## Directions
1. List the people the waterbus meeting text names as other contributors.
2. In the waterbus meeting text below, copy the passage starting at "Then came the" and ending at "for the summer." without any changes.

## Page text
--------

Sean Quinn, from the floor, asked “What’s the rush to sell the existing waterbus as we have received an offer for €80,000 for the boat at end of September?”. Profits for the season would make up the shortfall, declared Sean. He questioned the ‘business common sense’ of the decision to sell now. When Jody asked why the directors had not been made aware of this offer, Patsy Kelly replied, “it was only made yesterday”.
Billy Reid said the Waterbus was not set up as a business but as a service, and costs should not be an issue - the service should not be disrupted as “this whole damn saga will deprive the community of a valuable amenity”.
Patsy Kelly said boat is in ‘tip-top condition’ with a new engine, adding “it can easily be sold at the end of summer”.

Paddy Meehan, in a lengthy contribution (see right) commended Billy Bustard’s work, “experience you cannot put a price on”, adding that it was vitally important that directors stay until new boat delivered.
John Feeley, on behalf of White Hotels, declared it was a worrying time at present for the hospitality sector and that this would be added to if the boat weren’t there. He said he was “very concerned - we need the waterbus as we have tour operators coming here specially because of it”.
Peter Kennedy declared his amazement “to think we’re not going to have a waterbus - it makes me shiver - it’s known far and wide - and so is Billy’s courtesy. To sell the waterbus before the new one comes doesn’t make sense. I will do everything in my power to ensure I can get more money to keep it running”.
Other contributors included Eddie Marshall, Brian Neilan, and Malachy Sweeney - one saying he was glad to see the sudden surge of interest because when the boat was in financial difficulties in the past, “there were only about half-a-dozen at meetings”.

Then came the vote. The choice put to the floor was a simple one - to keep the existing four directors, leading to the boat being sold immediately - or dispose of them, vote in a new team, and thus retain the vessel for the summer.

--------

## Recorded data
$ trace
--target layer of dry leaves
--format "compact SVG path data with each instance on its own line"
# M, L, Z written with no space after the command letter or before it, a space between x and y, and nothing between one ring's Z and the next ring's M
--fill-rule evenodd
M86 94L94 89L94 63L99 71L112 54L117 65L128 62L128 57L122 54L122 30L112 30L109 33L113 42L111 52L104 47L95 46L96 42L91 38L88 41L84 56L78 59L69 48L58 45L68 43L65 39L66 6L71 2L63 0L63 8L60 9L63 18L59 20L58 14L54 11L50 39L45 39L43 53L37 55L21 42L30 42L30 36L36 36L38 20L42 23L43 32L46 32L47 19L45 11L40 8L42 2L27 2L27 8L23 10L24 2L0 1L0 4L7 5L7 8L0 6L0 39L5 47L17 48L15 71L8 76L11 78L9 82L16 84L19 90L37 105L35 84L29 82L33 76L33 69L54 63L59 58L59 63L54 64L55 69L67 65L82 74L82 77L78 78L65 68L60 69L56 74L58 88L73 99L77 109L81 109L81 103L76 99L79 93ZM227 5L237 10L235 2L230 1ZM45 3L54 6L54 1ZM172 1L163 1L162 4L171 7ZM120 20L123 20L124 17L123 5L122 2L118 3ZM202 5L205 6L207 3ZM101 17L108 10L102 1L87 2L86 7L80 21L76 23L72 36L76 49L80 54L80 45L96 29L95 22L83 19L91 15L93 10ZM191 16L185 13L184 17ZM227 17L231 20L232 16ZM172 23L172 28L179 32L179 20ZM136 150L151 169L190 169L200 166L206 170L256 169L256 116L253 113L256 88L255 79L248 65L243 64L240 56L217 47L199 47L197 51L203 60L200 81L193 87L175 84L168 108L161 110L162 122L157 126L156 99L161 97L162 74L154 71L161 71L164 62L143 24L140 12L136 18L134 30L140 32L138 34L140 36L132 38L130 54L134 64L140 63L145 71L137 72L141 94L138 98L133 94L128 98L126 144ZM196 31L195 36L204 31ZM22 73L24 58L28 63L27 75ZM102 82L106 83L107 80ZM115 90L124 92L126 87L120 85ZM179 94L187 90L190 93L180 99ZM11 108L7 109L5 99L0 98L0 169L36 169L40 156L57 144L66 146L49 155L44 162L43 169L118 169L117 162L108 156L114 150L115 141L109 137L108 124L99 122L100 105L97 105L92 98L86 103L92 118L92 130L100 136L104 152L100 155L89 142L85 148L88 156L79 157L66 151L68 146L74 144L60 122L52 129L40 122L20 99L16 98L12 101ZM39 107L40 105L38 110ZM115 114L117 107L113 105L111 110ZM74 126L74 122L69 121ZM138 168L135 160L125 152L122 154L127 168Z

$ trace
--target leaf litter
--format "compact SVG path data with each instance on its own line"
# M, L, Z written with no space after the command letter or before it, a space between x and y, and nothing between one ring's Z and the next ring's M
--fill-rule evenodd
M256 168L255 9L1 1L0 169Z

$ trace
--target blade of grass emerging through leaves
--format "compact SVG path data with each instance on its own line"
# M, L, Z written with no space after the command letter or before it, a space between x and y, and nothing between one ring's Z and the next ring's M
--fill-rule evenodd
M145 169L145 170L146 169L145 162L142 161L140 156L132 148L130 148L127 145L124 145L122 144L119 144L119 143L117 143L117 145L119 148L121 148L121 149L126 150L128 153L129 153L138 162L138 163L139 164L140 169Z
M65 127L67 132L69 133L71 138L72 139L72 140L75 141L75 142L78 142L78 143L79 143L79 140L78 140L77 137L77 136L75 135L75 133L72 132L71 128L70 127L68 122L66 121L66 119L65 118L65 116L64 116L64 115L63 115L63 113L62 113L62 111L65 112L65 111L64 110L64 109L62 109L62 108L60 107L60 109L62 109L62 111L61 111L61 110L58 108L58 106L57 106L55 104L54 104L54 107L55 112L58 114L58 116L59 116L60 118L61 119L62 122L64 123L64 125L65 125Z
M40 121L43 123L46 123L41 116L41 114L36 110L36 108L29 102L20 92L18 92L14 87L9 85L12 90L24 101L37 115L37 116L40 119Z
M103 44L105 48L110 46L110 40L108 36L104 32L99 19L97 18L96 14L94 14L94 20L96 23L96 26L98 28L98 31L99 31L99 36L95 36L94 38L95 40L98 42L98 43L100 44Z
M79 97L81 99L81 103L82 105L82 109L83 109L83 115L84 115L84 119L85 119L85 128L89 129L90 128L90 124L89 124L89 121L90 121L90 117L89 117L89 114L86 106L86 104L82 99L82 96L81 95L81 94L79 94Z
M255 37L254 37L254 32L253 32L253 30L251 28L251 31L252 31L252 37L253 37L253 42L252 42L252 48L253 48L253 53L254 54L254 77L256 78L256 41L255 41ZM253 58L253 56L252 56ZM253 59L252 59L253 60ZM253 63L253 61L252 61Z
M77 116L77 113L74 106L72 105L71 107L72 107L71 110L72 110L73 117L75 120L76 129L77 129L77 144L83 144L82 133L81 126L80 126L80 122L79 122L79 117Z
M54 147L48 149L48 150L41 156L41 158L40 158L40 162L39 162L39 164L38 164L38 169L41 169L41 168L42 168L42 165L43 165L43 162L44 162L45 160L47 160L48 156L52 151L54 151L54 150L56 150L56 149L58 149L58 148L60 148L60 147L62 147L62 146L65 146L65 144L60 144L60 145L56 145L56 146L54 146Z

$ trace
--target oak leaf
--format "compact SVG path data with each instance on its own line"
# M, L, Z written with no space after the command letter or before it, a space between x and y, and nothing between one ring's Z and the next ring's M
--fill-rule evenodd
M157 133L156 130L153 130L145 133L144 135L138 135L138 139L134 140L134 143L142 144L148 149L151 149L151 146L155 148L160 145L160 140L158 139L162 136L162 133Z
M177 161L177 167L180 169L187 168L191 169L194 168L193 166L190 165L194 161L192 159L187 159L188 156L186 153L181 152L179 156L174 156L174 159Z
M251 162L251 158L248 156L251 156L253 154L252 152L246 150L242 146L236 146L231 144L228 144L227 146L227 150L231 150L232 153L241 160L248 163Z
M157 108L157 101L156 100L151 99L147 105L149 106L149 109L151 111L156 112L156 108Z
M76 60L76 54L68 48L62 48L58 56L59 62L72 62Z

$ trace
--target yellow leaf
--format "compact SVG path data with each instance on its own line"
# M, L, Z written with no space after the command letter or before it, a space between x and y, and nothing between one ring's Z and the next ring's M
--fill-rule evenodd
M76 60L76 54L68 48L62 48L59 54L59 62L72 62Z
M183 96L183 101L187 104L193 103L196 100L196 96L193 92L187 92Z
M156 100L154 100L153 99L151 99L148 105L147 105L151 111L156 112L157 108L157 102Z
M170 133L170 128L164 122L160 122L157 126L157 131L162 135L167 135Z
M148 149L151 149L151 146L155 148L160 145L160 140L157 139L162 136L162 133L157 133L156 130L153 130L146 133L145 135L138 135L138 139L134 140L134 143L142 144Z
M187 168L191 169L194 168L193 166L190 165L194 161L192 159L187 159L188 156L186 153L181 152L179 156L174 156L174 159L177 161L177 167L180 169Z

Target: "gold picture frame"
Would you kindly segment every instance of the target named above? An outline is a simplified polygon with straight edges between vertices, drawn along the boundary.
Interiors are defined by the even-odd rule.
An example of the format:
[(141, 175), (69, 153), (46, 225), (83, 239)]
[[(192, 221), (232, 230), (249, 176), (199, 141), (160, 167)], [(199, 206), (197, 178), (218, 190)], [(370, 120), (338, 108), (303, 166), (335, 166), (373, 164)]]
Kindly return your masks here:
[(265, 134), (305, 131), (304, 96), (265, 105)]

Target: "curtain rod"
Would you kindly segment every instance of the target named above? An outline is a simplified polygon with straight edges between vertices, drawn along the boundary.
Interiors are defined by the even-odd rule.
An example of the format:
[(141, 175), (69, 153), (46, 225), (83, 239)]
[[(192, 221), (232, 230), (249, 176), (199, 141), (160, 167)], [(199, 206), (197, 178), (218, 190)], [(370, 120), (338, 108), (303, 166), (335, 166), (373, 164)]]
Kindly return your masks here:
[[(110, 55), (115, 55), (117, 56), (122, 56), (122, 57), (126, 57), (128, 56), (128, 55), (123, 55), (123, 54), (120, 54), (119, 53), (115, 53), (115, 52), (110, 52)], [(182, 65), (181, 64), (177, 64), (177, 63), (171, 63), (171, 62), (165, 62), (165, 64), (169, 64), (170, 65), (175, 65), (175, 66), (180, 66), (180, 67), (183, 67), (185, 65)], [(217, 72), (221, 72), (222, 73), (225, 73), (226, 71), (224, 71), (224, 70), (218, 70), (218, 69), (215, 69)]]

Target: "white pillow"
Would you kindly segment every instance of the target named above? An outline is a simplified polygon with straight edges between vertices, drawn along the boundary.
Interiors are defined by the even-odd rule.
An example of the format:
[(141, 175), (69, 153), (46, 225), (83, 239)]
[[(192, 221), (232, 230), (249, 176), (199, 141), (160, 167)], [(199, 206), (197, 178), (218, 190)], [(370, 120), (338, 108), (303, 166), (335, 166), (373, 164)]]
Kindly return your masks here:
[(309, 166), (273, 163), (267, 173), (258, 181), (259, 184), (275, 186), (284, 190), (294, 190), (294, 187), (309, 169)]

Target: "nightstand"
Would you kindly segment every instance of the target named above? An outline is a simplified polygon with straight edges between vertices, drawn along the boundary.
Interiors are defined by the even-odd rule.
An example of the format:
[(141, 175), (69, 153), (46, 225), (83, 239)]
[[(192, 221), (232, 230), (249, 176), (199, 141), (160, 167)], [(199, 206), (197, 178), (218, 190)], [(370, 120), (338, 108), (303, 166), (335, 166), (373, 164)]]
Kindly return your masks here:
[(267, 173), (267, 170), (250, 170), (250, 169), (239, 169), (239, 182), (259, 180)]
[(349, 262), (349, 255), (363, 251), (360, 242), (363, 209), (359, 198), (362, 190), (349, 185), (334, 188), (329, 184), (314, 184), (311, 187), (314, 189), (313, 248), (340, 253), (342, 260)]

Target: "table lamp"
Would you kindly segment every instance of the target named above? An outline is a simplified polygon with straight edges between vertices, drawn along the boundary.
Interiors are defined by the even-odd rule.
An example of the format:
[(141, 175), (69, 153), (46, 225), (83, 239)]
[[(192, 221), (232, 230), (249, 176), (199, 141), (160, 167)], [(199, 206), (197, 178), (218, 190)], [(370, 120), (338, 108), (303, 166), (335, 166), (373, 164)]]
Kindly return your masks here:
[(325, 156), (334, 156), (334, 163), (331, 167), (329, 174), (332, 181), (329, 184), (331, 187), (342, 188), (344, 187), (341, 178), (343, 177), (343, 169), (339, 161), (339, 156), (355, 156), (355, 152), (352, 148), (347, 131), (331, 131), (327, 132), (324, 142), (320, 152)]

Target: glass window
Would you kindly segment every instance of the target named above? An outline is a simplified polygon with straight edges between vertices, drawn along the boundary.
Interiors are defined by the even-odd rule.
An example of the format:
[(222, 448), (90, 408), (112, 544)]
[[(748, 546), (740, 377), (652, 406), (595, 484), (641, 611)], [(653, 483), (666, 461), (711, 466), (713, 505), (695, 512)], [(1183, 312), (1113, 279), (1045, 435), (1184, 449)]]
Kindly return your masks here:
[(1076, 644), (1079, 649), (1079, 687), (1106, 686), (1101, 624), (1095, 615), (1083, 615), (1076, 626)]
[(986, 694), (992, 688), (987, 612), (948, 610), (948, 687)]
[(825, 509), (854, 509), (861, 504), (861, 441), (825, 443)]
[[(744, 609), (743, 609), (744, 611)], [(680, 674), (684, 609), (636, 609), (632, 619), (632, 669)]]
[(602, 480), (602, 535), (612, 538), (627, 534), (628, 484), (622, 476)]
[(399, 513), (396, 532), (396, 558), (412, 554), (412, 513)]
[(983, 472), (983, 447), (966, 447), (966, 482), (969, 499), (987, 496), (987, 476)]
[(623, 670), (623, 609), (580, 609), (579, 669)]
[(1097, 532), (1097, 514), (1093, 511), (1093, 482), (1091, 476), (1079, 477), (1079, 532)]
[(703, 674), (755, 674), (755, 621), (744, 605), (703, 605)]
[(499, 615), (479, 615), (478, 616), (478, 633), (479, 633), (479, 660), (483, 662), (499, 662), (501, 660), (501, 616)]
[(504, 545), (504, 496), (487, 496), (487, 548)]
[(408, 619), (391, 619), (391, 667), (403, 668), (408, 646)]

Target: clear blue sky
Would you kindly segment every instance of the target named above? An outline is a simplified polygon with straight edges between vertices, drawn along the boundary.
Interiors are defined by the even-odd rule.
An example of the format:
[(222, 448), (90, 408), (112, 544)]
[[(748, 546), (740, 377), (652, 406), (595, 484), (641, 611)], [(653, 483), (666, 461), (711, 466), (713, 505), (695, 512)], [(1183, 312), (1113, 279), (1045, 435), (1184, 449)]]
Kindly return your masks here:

--------

## Responses
1. Eddie Marshall, Brian Neilan, Malachy Sweeney

2.
Then came the vote. The choice put to the floor was a simple one - to keep the existing four directors, leading to the boat being sold immediately - or dispose of them, vote in a new team, and thus retain the vessel for the summer.